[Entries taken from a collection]
---------------
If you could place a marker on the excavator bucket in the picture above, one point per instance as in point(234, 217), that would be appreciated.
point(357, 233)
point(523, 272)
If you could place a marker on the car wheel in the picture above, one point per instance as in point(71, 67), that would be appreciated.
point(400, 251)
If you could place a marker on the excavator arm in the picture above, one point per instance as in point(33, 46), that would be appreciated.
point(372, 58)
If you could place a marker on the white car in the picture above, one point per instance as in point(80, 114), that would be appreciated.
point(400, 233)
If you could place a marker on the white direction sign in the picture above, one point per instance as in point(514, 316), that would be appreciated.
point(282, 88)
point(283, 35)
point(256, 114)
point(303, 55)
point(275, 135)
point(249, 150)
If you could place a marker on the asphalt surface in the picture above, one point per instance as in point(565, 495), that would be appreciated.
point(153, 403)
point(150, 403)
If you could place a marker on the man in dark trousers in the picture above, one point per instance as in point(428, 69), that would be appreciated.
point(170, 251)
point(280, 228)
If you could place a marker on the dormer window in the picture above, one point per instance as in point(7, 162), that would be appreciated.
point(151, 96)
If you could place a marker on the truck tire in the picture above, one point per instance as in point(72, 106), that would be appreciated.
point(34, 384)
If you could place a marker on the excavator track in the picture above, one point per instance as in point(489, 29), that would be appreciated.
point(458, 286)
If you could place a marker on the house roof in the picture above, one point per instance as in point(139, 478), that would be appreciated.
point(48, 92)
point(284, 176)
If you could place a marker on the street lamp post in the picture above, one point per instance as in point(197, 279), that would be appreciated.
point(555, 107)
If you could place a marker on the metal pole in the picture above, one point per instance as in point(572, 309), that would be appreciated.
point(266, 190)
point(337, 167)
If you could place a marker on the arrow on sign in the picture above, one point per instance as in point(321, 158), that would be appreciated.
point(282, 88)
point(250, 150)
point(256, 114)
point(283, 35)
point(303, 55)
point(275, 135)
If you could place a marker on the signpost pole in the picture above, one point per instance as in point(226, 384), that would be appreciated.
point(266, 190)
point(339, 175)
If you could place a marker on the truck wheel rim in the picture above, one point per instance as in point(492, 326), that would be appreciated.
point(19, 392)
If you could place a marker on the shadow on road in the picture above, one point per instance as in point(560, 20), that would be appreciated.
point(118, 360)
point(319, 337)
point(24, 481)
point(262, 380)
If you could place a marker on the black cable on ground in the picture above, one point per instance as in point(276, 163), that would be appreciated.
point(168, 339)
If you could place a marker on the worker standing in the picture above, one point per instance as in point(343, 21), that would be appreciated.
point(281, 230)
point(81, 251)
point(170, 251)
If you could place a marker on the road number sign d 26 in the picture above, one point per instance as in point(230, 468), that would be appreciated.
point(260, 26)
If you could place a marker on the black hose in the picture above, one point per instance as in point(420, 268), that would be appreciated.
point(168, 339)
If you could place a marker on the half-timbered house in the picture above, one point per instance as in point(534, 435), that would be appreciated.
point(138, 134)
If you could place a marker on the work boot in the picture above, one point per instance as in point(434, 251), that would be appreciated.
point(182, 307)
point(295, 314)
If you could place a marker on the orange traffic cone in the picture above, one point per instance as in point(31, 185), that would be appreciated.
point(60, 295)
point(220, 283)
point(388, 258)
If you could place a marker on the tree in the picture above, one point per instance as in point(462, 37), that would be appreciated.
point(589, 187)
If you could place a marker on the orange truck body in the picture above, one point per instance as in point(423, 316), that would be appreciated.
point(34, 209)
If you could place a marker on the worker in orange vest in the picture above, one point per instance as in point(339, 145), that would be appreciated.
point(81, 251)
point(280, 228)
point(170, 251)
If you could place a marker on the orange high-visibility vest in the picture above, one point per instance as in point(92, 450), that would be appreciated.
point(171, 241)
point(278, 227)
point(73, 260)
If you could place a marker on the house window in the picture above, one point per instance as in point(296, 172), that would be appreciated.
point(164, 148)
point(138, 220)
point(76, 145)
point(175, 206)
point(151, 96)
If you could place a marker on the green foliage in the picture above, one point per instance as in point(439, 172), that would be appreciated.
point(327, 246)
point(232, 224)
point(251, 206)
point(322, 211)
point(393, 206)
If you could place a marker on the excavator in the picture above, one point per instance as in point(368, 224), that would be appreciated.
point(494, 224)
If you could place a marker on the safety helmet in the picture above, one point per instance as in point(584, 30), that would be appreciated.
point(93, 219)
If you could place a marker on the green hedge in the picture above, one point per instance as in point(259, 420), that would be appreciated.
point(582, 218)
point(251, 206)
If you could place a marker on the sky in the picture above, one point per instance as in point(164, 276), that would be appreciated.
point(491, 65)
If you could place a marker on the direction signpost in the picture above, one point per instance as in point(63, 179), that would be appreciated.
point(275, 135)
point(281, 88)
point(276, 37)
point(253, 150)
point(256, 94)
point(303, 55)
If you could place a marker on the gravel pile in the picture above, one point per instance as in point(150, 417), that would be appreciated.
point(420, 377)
---------------
* [ABOUT THIS EXERCISE]: For this exercise, set down all of the entries again word for word.

* [ANSWER TO THE PROBLEM]:
If you could place a marker on the excavator bucket in the picture above, one point per instance as in point(234, 217), that would be appreciated.
point(357, 233)
point(523, 272)
If you could place a marker on the car wheel in the picture above, one point per instance as in point(71, 67), that would be appreciated.
point(400, 251)
If you could place a marker on the excavator arm in the picture above, one point per instance as in point(33, 46), that would be appreciated.
point(372, 58)
If you could place a marker on the white car in the picture above, one point per instance as in point(80, 114), that would be appreciated.
point(400, 233)
If you could place a marker on the white direction sign in the picture above, one point per instance as in point(514, 316), that would be appreciated.
point(282, 88)
point(283, 35)
point(256, 114)
point(303, 55)
point(275, 135)
point(249, 150)
If you could place a marker on the asphalt surface in the picture above, one point per instance as in point(565, 495), that would be appreciated.
point(153, 403)
point(150, 403)
If you could place a marker on the man in dark trousers in the picture above, one point per instance as in point(428, 69), that would be appreciated.
point(170, 251)
point(280, 228)
If you could place a marker on the dormer window in the picture above, one point per instance as in point(7, 162), that would be appreciated.
point(151, 96)
If you could place a marker on the truck tire in the picture above, one point per instance as in point(72, 106), that would be appreciated.
point(34, 384)
If you could place a marker on the excavator track in the picture above, one point per instance as in point(489, 29), that would be appreciated.
point(458, 286)
If you could place a marker on the house roof in the picture above, one point per instance as in point(139, 478), that would be appreciated.
point(48, 92)
point(284, 176)
If you could place a marker on the street lamp post in the picture above, one point per instance as in point(197, 279), that would be appreciated.
point(555, 107)
If you could place a marker on the metal pole in the picture above, one point per instance as in point(572, 309), that would be appreciated.
point(266, 190)
point(337, 167)
If you could place a marker on the arrow on sign in the picture above, one point per instance as in point(321, 158), that would be appreciated.
point(282, 88)
point(250, 150)
point(256, 114)
point(283, 35)
point(303, 55)
point(275, 135)
If you could place a marker on the signpost pole in the picture above, one point per instance as in point(226, 384), that would be appreciated.
point(266, 190)
point(339, 175)
If you could place a marker on the truck wheel rim in the picture above, one point per instance as in point(492, 326), that would be appreciated.
point(19, 392)
If you could place a marker on the shadow on road in the picture above, one point per instance as in point(560, 20), that would be appreciated.
point(118, 360)
point(319, 337)
point(24, 481)
point(262, 380)
If you could place a marker on the black cable on ground in the picture above, one point per instance as in point(276, 163), that would be appreciated.
point(168, 339)
If you could place a marker on the worker standing in the picture above, one point per instance as in point(343, 21), that would be appreciated.
point(281, 230)
point(81, 251)
point(170, 251)
If you could place a marker on the road number sign d 26 in the picture above, one point per instance as in point(230, 468), that would be appreciated.
point(260, 26)
If you could place a marker on the black hose in the picture above, one point per instance as in point(420, 268), that would be appreciated.
point(168, 339)
If you could place a marker on the half-timbered house in the picture above, one point per instance as in point(534, 435), that would be appreciated.
point(138, 134)
If you could place a marker on the work boot in the picture above, one point per instance as in point(434, 251), that would be appreciated.
point(182, 307)
point(295, 314)
If you could place a marker on the orange traffic cone in the picture above, one point per instance as in point(31, 185), that would be appreciated.
point(60, 295)
point(220, 283)
point(388, 258)
If you could place a marker on the tree in the picture above, one point per instance as in point(462, 37), that would be appreciated.
point(589, 187)
If you could place a marker on the orange truck body in the picture above, one point per instance as in point(423, 316), that would be appreciated.
point(34, 209)
If you could place a marker on the worker in orange vest in the picture above, one point per instance as in point(339, 145), that would be appreciated.
point(81, 251)
point(280, 228)
point(170, 251)
If you could place a marker on the orange high-visibility vest in the picture above, one point per instance as in point(92, 450), that would be appreciated.
point(171, 241)
point(278, 227)
point(73, 260)
If you could place a marker on the house window in the picture above, one point per instance as in point(296, 172), that would be appreciated.
point(164, 148)
point(138, 220)
point(76, 145)
point(175, 206)
point(151, 96)
If you could place a marker on the green foliage in the picture above, one point per instance as in point(439, 172), that would be appreciated.
point(327, 246)
point(232, 224)
point(251, 206)
point(322, 211)
point(393, 206)
If you could place a marker on the excavator in the picture above, one point per instance as in point(368, 224), that would be appreciated.
point(494, 224)
If you could place a marker on the safety helmet in the picture above, one point per instance as in point(584, 30), that would be appreciated.
point(93, 219)
If you could place a marker on the green hedge in the picture above, one point per instance as in point(259, 420), that would be appreciated.
point(582, 218)
point(251, 206)
If you could place a marker on the sky in the picture above, one point per instance as in point(164, 276), that would be appreciated.
point(491, 65)
If you could place a marker on the direction signpost in the picture above, one point per instance as in point(63, 179), that would be appreciated.
point(275, 135)
point(281, 88)
point(276, 37)
point(253, 150)
point(256, 94)
point(303, 55)
If you could place a marker on the gravel pile in the picture above, one point per instance as in point(150, 417), that would be appreciated.
point(420, 377)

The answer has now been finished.